▸ **WHAT NEEDS TO BE DONE**
Output every row below as a numbered list, omitting any blank lines.

-*-*-

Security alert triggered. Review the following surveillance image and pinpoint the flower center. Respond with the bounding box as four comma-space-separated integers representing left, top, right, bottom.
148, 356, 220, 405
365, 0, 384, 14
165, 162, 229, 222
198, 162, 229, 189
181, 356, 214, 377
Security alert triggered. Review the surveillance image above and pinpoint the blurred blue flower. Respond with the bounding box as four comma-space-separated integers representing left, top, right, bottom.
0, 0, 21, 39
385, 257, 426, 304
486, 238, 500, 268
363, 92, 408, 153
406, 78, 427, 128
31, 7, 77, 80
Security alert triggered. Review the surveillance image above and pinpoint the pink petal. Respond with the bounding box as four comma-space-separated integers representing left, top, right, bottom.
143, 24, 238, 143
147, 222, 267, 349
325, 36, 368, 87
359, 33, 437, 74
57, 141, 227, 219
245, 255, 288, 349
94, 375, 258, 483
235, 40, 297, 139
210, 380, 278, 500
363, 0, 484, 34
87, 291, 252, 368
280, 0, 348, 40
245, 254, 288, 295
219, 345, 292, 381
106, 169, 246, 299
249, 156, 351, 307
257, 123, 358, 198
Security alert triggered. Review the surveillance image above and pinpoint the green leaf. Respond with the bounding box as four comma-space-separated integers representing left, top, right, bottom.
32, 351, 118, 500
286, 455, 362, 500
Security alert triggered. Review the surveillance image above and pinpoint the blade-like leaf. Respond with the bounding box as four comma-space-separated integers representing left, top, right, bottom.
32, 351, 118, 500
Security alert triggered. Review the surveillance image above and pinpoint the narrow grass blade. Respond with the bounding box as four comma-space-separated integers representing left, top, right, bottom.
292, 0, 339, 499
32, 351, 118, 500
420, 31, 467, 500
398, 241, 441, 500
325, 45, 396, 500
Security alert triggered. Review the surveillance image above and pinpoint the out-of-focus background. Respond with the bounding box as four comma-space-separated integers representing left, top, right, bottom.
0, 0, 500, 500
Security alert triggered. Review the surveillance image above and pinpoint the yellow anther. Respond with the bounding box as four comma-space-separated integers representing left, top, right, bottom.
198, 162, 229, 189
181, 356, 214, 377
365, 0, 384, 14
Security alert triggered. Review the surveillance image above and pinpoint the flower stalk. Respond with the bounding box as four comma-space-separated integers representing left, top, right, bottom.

-*-*-

▸ **ANSWER TO THIS EXERCISE**
1. Security alert triggered. Review the following surveillance image and pinpoint the flower center. Respond with the bounding box as four comma-space-separated integers representing left, top, right, bottom.
2. 148, 356, 220, 405
3. 365, 0, 384, 14
4. 165, 162, 229, 222
5. 198, 162, 229, 189
6. 181, 356, 214, 377
7. Security alert triggered. Review the surveillance image above and pinpoint the blurred blue flower. Respond with the bounding box as four comma-space-separated integers representing left, top, right, bottom.
8. 0, 0, 21, 39
9. 385, 257, 426, 304
10. 486, 238, 500, 268
11. 363, 92, 408, 153
12. 406, 78, 427, 128
13. 31, 7, 77, 80
14. Security alert triggered. Review the surveillance image above and pinpoint the pink petal. Respond with the bounding box as four comma-space-separated integers representing left, top, right, bottom.
15. 143, 24, 238, 143
16. 147, 222, 267, 349
17. 325, 36, 368, 87
18. 359, 33, 437, 74
19. 57, 141, 227, 219
20. 245, 255, 288, 349
21. 94, 375, 258, 483
22. 235, 40, 297, 139
23. 210, 380, 278, 500
24. 363, 0, 484, 34
25. 87, 291, 252, 368
26. 280, 0, 348, 40
27. 245, 254, 288, 295
28. 219, 345, 292, 381
29. 106, 169, 246, 299
30. 249, 156, 351, 307
31. 257, 123, 358, 198
32. Security alert triggered. Review the surveillance image above and pinpoint the green leaf. Respond with the bounding box as four comma-space-separated integers representing left, top, right, bottom.
33. 32, 351, 118, 500
34. 286, 455, 362, 500
35. Security alert triggered. Review the surveillance image above and pinpoint the blade-like leaf. Respond with the bounding box as four comma-space-separated integers representing left, top, right, bottom.
36. 32, 351, 118, 500
37. Security alert triggered. Review the surveillance image above and pinpoint the narrow grass blade. Respond with the bounding box as four comma-space-separated integers representing left, top, right, bottom.
38. 292, 0, 339, 499
39. 32, 351, 118, 500
40. 420, 31, 467, 500
41. 398, 241, 441, 500
42. 325, 45, 396, 500
43. Security alert triggered. Review the surveillance image above and pinpoint the out-of-focus background. Respond with the bounding box as four comma-space-separated integers representing left, top, right, bottom.
44. 0, 0, 500, 500
45. Security alert triggered. Review the surveillance image above and pinpoint the yellow anther. Respond with the bounding box as four comma-space-separated integers representing left, top, right, bottom.
46. 198, 162, 229, 189
47. 181, 356, 214, 377
48. 365, 0, 384, 14
49. Security alert triggered. Review the surveillance image above and pinpoint the flower stalk. Respond with the bounding box as four comma-space-separated integers representing left, top, right, bottom.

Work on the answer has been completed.